ЗАДАНИЕ
Объясните в одном–трех предложениях, почему в тексте о культуре и неопределенности возрастание сложности человеческой деятельности называется «гонкой Черной Королевы».

ТЕКСТ ДЛЯ ЧТЕНИЯ
..............................
Культура и смыслы возникли как средство для преодоления неопределенности природной среды, взаимной неприспособленности среды и протолюдей. Культурная эволюция как адаптивный и эффективный процесс позволяет снизить эту неопределенность, приводя к созданию традиционного аграрного общества-культуры с его социально-культурным порядком, основанным на государстве, владении и политической собственности. Но эволюция смыслов ведет к повышению неопределенности уже самого общества-культуры. Чем сложнее культура, тем больше в ней случайного. Чем больше информации, тем выше неопределенность. Приращение неопределенного опережает приращение вероятного:
«… Строка случайна, если у нее нет краткого описания. Конечно, вы всегда можете описать двоичную строку, просто напечатав ее при помощи программы, которая говорит «напечатай s, затем остановись». Эта программа имеет примерно такую же длину, как и сама s. Следовательно, s является случайной, если нет более короткого способа ее описания. Другими словами, когда K(s) примерно равно длине s: K(s) ≈ L(s). Это определение случайности не имеет ничего общего с вероятностью. И действительно, Колмогоров считал, что идея информации более фундаментальна, чем идея вероятности» (Schumacher 2015, p. 231–232).
Умножая смыслы, общество-культура умножает случайность и неопределенность. Возрастание сложности человеческой деятельности — это гонка с неопределенностью. В процессе усложнения деятельности люди снимают неопределенность, которая не позволяет им удовлетворять свои потребности, но тем самым создают еще большую неопределенность, для снятия которой им приходится еще больше усложнять свою деятельность. Этот явление получило название «гонки Черной Королевы»:
«Идея об относительности любого прогресса известна в биологии как теория Черной Королевы — в честь шахматной фигуры, которую Алиса встретила в Зазеркалье и которой приходилось постоянно бежать, чтобы оставаться на месте, ибо окружающий пейзаж двигался вместе с ней. Эта идея оказывает все большее влияние на эволюционную теорию… Чем быстрее бежишь, тем быстрее вместе с тобой движется мир…» (Ридли 2011, с. 31).
Гонка с неопределенностью в процессе простого самовоспроизводства приводит к тому, что традиционное общество-культура в своих технологиях, организациях и психологиях постепенно приходит к своим пределам, за которыми оно либо погибает, распадаясь на части и резко теряя в сложности (что зачастую и происходило), либо меняется в самих своих основах.
Эволюционная рациональность и пределы традиционного мышления
Герберт Саймон указывал, что теории человеческого поведения склонны впадать в крайности в своих трактовках рациональности: экономисты склонны преувеличивать возможности человеческого разума, а психологи, социологи и антропологи — преуменьшать их, подчеркивая роль мотиваций, эмоций и культуры* (см. Simon 1957, p. 1–2):
«…Экономическая теория постулирует «экономического человека», который, будучи «экономическим», также является «рациональным». Предполагается, что этот человек обладает знанием соответствующих аспектов своего окружения, если не абсолютно полным, то, по крайней мере, впечатляюще ясным и объемным. Предполагается также, что он обладает хорошо организованной и устойчивой системой предпочтений, а также способностями к вычислениям, которые позволяют ему рассчитать, какой из доступных ему альтернативных вариантов действий позволит достичь наивысшего достижимого результата на шкале его предпочтений» (Simon 1957, p. 241).
..............................
ИСХОДНЫЕ ДАННЫЕ
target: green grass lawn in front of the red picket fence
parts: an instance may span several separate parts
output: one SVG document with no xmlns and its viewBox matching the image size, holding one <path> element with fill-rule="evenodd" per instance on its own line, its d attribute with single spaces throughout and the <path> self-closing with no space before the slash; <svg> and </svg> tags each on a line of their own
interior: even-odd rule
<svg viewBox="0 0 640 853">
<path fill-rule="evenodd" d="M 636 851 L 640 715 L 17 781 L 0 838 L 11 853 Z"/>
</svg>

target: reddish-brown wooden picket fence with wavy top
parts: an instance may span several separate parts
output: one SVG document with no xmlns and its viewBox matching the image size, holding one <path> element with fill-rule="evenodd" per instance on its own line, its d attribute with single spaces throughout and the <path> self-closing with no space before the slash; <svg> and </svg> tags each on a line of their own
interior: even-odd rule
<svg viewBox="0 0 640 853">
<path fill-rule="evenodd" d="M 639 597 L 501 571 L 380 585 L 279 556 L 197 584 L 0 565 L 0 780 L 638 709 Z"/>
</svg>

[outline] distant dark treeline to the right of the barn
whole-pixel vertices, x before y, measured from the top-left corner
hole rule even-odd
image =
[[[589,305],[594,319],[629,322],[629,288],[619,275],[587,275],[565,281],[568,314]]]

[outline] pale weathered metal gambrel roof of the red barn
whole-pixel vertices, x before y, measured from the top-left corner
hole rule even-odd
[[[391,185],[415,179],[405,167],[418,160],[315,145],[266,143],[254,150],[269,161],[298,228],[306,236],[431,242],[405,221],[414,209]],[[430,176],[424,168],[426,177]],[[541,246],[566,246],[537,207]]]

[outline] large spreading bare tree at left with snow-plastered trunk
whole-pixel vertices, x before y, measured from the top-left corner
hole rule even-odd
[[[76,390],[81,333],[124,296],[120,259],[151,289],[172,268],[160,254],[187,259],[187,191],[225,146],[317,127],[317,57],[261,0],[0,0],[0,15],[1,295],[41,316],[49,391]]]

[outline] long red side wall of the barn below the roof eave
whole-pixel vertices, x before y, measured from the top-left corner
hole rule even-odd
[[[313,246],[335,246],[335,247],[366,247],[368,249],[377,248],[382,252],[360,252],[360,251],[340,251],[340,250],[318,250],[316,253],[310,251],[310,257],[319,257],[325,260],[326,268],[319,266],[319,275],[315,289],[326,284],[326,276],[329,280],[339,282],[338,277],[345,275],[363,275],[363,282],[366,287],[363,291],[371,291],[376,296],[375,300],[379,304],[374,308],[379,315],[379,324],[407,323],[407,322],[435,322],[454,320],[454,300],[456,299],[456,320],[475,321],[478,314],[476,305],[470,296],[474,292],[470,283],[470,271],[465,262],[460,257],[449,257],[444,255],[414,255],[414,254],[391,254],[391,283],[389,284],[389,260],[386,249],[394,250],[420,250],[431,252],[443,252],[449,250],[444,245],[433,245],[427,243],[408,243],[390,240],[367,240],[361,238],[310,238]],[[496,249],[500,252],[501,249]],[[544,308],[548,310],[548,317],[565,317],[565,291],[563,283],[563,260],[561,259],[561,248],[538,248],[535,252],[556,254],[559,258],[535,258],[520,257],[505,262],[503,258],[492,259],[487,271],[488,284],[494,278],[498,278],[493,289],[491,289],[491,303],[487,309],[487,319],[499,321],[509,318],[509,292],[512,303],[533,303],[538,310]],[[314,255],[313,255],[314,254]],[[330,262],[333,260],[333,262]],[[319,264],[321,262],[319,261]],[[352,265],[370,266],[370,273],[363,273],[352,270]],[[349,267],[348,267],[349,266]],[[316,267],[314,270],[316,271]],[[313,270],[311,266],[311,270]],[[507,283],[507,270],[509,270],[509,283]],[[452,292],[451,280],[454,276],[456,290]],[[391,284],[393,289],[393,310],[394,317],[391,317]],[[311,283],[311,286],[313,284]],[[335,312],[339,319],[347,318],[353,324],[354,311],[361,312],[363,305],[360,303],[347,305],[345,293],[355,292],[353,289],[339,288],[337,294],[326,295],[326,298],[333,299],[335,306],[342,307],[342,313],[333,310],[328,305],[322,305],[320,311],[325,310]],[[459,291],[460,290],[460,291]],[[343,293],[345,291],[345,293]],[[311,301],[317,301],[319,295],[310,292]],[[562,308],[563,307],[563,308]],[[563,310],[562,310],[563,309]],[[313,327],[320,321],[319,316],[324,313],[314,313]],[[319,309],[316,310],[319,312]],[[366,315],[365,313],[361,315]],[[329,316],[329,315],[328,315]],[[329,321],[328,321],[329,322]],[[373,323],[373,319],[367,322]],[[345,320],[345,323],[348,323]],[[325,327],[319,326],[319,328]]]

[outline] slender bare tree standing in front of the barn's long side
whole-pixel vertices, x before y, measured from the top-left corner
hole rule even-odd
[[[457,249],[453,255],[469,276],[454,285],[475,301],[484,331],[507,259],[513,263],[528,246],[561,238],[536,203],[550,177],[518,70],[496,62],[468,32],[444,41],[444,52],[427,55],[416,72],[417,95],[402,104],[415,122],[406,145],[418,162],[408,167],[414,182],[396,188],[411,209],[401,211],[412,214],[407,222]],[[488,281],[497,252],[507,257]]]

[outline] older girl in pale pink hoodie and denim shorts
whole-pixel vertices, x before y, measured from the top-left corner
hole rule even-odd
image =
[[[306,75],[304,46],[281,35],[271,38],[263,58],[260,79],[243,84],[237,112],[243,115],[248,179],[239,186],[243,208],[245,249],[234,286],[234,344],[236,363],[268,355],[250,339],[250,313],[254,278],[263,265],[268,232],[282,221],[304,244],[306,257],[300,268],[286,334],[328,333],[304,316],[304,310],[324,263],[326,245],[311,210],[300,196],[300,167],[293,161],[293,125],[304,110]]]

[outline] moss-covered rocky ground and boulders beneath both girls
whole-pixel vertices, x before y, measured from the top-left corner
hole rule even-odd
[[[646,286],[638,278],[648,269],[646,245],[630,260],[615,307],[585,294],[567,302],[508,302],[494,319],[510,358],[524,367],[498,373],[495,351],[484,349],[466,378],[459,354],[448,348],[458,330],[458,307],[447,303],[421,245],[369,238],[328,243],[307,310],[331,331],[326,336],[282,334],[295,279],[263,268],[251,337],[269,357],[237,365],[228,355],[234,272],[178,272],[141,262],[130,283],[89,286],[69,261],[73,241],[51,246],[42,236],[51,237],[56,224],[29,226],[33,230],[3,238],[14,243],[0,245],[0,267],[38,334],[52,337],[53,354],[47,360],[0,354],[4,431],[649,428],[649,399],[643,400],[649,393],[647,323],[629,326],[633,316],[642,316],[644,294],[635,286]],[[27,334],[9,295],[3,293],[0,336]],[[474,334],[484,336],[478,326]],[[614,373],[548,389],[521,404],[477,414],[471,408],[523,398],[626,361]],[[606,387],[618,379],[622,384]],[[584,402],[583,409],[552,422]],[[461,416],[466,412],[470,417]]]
..............................
ОТВЕТ
Усложняя деятельность, люди снимают неопределенность, которая мешает им удовлетворять потребности, но тем самым создают еще большую неопределенность. Чтобы снять ее, деятельность приходится усложнять еще больше. Так же было с Черной Королевой из Зазеркалья, которой приходилось постоянно бежать, чтобы оставаться на месте, потому что окружающий пейзаж двигался вместе с ней.